Rewrite the lines from the one containing "Locate every instance of the boy's knee" through the last line, both included, leaving the requests and their format samples unchanged. Multiply every point coordinate in the answers by 0.35 and round each result to a whole number, with halves rounding up.

● **SUPPLIED INFORMATION**:
· · ·

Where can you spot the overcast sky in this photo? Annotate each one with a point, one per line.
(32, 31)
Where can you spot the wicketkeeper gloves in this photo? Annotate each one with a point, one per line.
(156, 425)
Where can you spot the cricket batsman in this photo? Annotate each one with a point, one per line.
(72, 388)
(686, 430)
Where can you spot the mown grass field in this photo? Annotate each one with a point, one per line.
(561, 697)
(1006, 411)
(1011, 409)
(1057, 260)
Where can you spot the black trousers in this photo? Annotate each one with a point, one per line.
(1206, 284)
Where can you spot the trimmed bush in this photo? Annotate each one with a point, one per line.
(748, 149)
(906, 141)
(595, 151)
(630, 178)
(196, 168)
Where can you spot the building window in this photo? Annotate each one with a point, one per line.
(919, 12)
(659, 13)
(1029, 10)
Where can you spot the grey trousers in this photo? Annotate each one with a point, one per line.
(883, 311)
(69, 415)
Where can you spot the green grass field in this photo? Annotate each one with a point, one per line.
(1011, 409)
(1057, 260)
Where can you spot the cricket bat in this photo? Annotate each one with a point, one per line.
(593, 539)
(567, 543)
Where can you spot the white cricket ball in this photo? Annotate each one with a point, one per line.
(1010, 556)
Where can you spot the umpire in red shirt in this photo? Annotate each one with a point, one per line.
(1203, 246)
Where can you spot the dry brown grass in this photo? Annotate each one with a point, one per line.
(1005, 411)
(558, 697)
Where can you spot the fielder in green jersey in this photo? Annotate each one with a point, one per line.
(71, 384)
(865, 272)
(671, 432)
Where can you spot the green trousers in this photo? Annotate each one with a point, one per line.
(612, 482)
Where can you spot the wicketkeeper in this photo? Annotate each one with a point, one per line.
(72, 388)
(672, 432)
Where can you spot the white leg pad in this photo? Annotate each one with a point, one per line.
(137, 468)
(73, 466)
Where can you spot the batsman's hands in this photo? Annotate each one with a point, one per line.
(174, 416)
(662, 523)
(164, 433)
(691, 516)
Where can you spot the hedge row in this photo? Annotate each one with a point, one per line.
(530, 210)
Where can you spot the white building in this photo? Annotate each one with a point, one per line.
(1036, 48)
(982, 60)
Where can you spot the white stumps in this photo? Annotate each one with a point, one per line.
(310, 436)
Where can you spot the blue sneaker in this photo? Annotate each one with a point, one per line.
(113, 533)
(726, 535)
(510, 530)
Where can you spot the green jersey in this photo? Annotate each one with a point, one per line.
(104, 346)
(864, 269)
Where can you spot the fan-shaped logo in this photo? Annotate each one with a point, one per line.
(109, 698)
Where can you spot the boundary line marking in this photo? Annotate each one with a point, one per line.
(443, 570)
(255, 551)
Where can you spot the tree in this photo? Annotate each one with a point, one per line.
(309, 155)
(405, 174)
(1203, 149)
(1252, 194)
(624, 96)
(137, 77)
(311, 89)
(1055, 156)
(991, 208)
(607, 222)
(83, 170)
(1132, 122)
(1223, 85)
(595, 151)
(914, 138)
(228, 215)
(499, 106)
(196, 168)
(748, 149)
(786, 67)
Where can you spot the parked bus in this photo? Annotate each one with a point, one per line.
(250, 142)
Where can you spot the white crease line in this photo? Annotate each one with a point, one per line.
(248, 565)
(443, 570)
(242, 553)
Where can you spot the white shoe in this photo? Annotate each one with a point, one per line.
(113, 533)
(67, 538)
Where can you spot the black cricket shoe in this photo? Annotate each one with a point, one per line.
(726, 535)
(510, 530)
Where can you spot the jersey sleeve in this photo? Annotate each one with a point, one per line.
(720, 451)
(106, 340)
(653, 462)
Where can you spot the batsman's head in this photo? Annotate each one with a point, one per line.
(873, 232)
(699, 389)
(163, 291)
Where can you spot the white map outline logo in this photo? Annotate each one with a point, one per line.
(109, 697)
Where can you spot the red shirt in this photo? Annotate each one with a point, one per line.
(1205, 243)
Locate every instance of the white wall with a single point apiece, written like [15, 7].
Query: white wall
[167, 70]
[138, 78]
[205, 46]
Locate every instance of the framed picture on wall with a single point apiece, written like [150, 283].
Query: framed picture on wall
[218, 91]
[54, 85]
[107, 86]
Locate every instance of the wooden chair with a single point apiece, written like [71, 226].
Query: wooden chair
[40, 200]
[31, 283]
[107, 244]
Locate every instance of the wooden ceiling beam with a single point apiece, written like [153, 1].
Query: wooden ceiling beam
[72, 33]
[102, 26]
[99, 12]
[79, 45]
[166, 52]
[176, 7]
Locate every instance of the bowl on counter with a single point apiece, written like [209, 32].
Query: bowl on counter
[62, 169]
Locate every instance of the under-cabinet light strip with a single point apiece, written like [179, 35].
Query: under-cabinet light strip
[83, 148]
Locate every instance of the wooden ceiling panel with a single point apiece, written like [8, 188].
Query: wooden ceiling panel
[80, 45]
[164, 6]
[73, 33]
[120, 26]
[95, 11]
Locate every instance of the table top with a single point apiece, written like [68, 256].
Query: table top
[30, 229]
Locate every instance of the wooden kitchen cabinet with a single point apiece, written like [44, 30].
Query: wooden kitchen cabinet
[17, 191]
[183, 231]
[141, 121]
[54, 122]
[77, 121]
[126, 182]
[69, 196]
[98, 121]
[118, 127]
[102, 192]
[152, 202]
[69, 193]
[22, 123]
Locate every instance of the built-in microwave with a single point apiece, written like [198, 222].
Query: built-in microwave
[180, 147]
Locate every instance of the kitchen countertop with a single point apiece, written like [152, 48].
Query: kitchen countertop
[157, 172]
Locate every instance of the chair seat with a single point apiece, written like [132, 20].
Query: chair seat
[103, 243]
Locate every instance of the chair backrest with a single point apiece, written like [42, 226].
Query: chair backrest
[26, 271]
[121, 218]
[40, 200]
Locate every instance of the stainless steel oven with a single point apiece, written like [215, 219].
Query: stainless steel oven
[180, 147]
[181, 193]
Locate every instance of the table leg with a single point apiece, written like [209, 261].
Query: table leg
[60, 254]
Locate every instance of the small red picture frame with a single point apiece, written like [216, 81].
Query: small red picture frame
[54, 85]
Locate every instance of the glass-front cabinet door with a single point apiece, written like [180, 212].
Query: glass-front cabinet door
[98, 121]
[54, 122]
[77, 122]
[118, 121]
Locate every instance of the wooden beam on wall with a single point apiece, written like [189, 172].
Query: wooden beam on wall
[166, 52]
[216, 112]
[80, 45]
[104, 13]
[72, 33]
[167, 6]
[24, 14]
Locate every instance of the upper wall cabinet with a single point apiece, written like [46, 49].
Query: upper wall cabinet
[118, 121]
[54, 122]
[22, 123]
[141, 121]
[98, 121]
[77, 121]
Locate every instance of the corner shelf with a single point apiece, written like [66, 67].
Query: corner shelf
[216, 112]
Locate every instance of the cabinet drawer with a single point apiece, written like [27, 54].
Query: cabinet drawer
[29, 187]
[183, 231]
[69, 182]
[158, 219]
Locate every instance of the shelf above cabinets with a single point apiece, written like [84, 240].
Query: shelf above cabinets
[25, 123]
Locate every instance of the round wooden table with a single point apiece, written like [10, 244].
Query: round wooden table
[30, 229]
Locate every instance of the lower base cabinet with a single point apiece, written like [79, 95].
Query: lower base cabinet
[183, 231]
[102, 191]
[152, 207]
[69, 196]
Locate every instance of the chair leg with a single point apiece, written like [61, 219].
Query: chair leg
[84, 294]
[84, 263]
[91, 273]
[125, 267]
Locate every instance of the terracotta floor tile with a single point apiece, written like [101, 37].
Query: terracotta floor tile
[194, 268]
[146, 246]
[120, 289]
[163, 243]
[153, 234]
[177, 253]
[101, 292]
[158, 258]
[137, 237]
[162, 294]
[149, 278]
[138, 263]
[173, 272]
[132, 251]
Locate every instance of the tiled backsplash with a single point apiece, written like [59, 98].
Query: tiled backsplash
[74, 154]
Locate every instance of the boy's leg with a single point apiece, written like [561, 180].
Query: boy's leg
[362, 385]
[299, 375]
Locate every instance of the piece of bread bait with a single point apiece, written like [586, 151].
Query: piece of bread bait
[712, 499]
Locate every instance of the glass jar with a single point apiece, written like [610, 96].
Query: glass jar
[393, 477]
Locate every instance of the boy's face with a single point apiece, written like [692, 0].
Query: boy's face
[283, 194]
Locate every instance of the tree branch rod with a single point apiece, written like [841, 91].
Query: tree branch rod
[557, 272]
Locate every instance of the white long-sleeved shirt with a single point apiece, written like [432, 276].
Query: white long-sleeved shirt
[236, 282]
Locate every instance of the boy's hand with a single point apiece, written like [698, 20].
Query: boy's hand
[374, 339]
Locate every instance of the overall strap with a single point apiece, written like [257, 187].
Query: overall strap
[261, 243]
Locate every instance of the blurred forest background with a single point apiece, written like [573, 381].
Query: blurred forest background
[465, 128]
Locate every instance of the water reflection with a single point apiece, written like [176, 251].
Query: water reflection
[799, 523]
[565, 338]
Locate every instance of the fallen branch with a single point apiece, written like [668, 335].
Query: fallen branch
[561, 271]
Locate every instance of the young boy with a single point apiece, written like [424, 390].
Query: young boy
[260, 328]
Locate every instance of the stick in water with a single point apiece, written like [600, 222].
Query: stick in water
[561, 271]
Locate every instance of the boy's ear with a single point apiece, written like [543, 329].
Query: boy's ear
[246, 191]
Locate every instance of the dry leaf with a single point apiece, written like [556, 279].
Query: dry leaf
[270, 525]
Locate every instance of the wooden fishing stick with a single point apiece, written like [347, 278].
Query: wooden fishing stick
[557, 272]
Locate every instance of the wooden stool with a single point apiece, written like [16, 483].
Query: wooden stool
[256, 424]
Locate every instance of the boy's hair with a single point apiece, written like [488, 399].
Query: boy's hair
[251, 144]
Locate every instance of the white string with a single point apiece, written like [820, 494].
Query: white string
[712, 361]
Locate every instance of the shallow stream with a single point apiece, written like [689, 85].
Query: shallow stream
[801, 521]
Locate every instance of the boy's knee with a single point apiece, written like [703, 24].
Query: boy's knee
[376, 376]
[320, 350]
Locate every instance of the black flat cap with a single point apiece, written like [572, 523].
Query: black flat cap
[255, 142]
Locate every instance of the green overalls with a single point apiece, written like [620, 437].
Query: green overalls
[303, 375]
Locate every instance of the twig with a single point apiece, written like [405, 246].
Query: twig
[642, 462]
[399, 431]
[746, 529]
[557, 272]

· · ·

● **OUTPUT FOR THIS TASK**:
Locate every instance of the boy's knee with a single point apiece, written like [703, 24].
Query: boy's knee
[132, 132]
[112, 123]
Locate every instance of the black flat cap with a single point apiece, written like [572, 523].
Query: black flat cap
[89, 50]
Locate every instance of the green overalls with a single point apiece, written like [620, 437].
Query: green overalls
[106, 131]
Locate every instance of the twig with a single point apiece, written like [405, 246].
Query: twig
[225, 162]
[140, 151]
[261, 185]
[195, 95]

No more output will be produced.